__TEXTE D'ÉTUDE__:
^^^^
• Laurent Aillard, Expert |

L'objectif du sondage est de fournir une photographie immédiate des anticipations personnelles des professionnels romands de l’industrie immobilière et ainsi de mieux comprendre les impacts potentiels de la pandémie de COVID-19 sur le marché.

Alors que la crise sanitaire issue de la pandémie de COVID-19 se mue progressivement en crise économique, le niveau d'incertitude général croît. Dans ce contexte, il nous a paru opportun d’interroger les professionnels de l’immobilier romands quant à leurs anticipations personnelles et immédiates des évolutions du marché immobilier romand au travers d’un questionnaire en ligne et ainsi d’obtenir une photographie instantanée du marché que, nous l’espérons, vous trouverez instructive.
^^^^
__MATÉRIEL FOURNI__:

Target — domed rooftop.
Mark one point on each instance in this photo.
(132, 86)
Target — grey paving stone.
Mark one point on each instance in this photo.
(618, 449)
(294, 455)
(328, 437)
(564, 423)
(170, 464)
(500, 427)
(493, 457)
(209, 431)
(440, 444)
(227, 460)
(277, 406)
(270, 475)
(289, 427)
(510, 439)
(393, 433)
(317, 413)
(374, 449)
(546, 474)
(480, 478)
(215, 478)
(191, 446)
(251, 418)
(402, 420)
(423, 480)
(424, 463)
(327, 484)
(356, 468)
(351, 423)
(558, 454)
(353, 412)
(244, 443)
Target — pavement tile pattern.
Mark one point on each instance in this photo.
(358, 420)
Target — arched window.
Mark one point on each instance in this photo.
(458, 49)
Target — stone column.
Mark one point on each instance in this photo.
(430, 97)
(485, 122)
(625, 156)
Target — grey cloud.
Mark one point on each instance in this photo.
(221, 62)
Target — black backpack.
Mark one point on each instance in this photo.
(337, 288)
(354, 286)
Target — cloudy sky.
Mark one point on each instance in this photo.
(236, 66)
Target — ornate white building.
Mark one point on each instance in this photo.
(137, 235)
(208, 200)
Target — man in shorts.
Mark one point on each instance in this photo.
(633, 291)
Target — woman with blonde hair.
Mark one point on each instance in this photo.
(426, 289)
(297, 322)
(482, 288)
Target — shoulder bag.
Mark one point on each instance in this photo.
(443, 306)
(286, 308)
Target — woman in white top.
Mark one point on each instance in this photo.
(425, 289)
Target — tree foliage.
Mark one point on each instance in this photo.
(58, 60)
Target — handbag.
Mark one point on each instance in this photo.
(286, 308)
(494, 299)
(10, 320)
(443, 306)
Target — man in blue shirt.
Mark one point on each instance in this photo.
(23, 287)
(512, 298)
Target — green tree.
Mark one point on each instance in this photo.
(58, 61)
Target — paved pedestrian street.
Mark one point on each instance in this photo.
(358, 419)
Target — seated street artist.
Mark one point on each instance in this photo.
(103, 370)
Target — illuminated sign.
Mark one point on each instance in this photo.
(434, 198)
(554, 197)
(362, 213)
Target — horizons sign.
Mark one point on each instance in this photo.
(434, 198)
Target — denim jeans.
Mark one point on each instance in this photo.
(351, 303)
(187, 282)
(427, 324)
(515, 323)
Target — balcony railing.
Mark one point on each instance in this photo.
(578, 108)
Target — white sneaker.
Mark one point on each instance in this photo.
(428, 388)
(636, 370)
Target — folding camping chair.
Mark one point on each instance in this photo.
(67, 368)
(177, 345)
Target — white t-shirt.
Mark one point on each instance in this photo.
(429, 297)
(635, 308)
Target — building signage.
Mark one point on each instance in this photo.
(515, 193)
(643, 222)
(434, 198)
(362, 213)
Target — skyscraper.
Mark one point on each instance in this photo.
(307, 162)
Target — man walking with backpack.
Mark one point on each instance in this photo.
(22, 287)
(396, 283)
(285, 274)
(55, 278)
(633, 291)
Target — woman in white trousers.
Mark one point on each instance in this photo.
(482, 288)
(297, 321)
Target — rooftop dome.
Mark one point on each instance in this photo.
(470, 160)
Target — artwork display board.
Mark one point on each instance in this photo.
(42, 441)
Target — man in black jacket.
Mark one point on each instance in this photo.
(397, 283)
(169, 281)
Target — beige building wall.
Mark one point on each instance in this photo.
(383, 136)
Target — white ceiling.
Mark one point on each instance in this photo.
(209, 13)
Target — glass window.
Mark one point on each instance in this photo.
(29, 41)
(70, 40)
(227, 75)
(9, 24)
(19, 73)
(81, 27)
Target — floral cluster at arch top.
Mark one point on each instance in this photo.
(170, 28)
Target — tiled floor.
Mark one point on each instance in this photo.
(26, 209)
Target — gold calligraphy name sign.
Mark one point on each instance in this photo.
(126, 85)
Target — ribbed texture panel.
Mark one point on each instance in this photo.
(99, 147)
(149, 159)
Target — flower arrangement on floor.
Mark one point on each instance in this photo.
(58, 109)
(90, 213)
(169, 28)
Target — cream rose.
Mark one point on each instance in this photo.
^^^^
__CONSIGNE 1__: Recopiez mot pour mot le passage du texte d'étude sur le sondage immobilier en commençant par "Alors que la" et en continuant jusqu'à "vous trouverez instructive.".
__CONSIGNE 2__: Traduisez en anglais cette phrase du texte d'étude sur le sondage immobilier : « L'objectif du sondage est de fournir une photographie immédiate des anticipations personnelles des professionnels romands de l’industrie immobilière et ainsi de mieux comprendre les impacts potentiels de la pandémie de COVID-19 sur le marché. »
__CONSIGNE 3__: Prolongez le texte d'étude sur le sondage immobilier à partir de sa dernière phrase.
Les lignes fournies forment un matériel à part, distinct du texte d'étude.

__RÉPONSE 1__:
Alors que la crise sanitaire issue de la pandémie de COVID-19 se mue progressivement en crise économique, le niveau d'incertitude général croît. Dans ce contexte, il nous a paru opportun d’interroger les professionnels de l’immobilier romands quant à leurs anticipations personnelles et immédiates des évolutions du marché immobilier romand au travers d’un questionnaire en ligne et ainsi d’obtenir une photographie instantanée du marché que, nous l’espérons, vous trouverez instructive.

__RÉPONSE 2__: The aim of the survey is to provide an immediate snapshot of the personal expectations of real estate industry professionals in French-speaking Switzerland and thereby to better understand the potential impacts of the COVID-19 pandemic on the market.

__RÉPONSE 3__:
Des impacts contrastés en fonction du segment d’actifs

Il apparaît que les anticipations de prix de transaction sont très fortement variables selon le segment d’actifs. Ainsi, pour les immeubles d’habitation, les prix de transaction sont attendus stables tandis que des baisses de prix sont attendues pour les bureaux, les locaux d’activités, les commerces et les hôtels. Si pour les bureaux et les locaux d’activités, une baisse modérée est attendue (de -5% à -10%), pour les commerces et les hôtels, la baisse des prix de transaction est supposée être plus forte, supérieure à 10%. A l’inverse, la logistique pourrait tirer son épingle du jeu puisqu’une hausse des prix est attendue par 43% des sondés et qu’ils ne sont que 17% à considérer une baisse des prix de transaction sur ce segment d’actifs.

Il convient de noter que 60% des participants anticipent qu’il sera plus difficile de se financer par le biais de prêts hypothécaires. Ce resserrement des conditions de financement anticipé pourrait également conduire à des baisses des prix de transaction.

Les anticipations d’évolution de prix se reflètent sur l’allocation stratégique cible. En effet, pour les participants à l’enquête, la crise du COVID-19 pourrait entraîner une modification de l’allocation stratégique cible des investisseurs: la part des immeubles d’habitation et celle des actifs logistiques pourraient progresser au détriment de celle des bureaux, commerces et hôtels.

S’agissant de l’allocation stratégique cible de leur propre organisation / entreprise, la majorité des sondés considèrent que cette dernière devrait être révisée suite à la crise du COVID-19. Toutefois, seule une minorité prévoit une augmentation des arbitrages d’actifs ou de nouvelles acquisitions (respectivement 22% et 19%).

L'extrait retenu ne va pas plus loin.